**Problem requirements**: Retype the records that come next, word for word.

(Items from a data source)
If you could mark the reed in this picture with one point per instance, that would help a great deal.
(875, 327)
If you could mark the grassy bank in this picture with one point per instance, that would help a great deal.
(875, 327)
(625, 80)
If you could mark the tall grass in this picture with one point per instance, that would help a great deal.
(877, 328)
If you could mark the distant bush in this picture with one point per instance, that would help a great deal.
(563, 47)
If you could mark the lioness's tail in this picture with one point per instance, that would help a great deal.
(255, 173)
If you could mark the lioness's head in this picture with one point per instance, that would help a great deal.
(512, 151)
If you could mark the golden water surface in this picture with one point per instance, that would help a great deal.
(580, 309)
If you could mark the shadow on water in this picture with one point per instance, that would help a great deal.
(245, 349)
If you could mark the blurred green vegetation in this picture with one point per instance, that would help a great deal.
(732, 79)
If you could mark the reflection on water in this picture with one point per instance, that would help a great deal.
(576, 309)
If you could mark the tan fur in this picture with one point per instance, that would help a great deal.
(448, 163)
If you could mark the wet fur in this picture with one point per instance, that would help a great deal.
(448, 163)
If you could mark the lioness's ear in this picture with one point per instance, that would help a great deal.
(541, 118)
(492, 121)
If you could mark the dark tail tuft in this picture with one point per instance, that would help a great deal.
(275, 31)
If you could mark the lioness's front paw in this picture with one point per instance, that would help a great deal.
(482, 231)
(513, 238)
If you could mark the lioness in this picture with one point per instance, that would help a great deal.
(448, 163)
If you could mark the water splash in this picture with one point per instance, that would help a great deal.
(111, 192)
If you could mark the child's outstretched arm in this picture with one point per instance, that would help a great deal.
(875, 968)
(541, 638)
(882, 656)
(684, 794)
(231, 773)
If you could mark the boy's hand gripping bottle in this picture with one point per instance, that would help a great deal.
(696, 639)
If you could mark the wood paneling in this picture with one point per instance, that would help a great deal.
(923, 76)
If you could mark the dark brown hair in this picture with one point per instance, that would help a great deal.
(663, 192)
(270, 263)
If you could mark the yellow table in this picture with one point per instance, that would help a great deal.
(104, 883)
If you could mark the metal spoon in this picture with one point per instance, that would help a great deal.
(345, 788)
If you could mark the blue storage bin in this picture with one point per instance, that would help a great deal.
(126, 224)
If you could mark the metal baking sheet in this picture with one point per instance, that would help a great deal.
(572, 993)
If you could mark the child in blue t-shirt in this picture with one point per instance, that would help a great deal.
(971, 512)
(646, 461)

**Task solution**:
If you could mark the reed in this picture with one point per instance, that would help a great deal.
(875, 327)
If you could mark the grassy bank in this picture with one point per instance, that would help a great deal.
(875, 327)
(625, 80)
If you could mark the tall grass in this picture with one point per instance, that would help a great deal.
(877, 328)
If you could mark the distant bush in this picture with one point per instance, that would help a great deal.
(563, 47)
If you could mark the lioness's tail in this picture with one point per instance, that would help a great deal.
(255, 173)
If you could mark the lioness's head in this picture with one point per instance, that would help a great deal.
(512, 151)
If you could mark the golden water surface in this picture with one point per instance, that would help a great deal.
(580, 309)
If you could mark the shadow on water in this picture with one point per instance, that would help a great deal.
(245, 349)
If you could mark the blurred green vegetation in this picture with one point per instance, that would help a great deal.
(732, 79)
If you could mark the reflection on water in this picture with one point per instance, that would help a great deal.
(576, 309)
If you could mark the tan fur in this picture with one point per instance, that would help a great deal.
(448, 163)
If you could mark the wet fur in this picture with one point per instance, that would help a great deal.
(448, 163)
If you could mark the lioness's ear in this picture with one point per instance, that would help a great deal.
(541, 118)
(492, 121)
If you could mark the dark tail tuft in this picture with one point per instance, that would help a great deal.
(275, 31)
If you could mark the lioness's front paw in this picture with one point per instance, that would help a great deal.
(482, 231)
(513, 238)
If you could mark the lioness in this picture with one point per instance, that would help a great deal.
(448, 163)
If you could mark the water splash in this picture with one point per instance, that would help a great deal.
(111, 192)
If you could mark the child's outstretched arm in this picture with one point per instance, that would help a great deal.
(875, 968)
(541, 638)
(882, 656)
(684, 794)
(231, 773)
If you could mark the boy's hand gripping bottle in this picture with one point per instance, that would help a great deal.
(696, 639)
If you could mark the wood paneling in this picture with one point per instance, that would help a great deal.
(923, 76)
If you could mark the dark brown hair in this picture with one point per instance, that would help a great deal.
(663, 192)
(270, 263)
If you could mark the yellow table in this picture with one point per instance, that would help a great deal.
(104, 883)
If you could mark the metal spoon in this picture with one point per instance, that would help a great deal.
(345, 788)
If you could mark the blue storage bin in this picture with one point per instance, that would help a great deal.
(126, 224)
If you could mark the metal baking sheet in this picture with one point per instance, that would help a great deal.
(572, 993)
If you could mark the child in blue t-shirt in this picture with one point per instance, that would help a great deal.
(971, 512)
(646, 461)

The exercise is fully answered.